Recorded data
>>>

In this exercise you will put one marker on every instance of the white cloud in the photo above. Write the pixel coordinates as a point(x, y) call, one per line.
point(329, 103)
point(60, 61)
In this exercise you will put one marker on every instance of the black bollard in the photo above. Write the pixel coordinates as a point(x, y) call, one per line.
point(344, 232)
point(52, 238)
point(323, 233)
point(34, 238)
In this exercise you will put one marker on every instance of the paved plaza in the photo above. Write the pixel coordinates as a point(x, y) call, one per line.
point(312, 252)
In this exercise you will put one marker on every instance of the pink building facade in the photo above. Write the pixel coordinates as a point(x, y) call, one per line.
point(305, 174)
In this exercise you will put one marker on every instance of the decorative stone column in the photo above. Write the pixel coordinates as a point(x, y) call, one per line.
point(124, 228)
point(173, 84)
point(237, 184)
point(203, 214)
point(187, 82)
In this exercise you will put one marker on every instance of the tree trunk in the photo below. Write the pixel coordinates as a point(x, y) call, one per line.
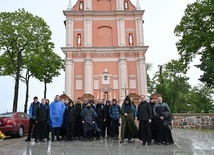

<<<

Count the lines in the data above that contain the word "white", and give only that number.

1